WHAT THE TASK ASKS » Rewrite all of the rows below as a numbered list, omitting any blank lines.

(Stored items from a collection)
(begin)

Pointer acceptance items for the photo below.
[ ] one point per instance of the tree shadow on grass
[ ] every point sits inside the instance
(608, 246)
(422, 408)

(end)

WRITTEN RESPONSE »
1. Pointer acceptance items for the photo below.
2. [ ] one point per instance of the tree shadow on grass
3. [ ] every point sits inside the instance
4. (608, 246)
5. (422, 408)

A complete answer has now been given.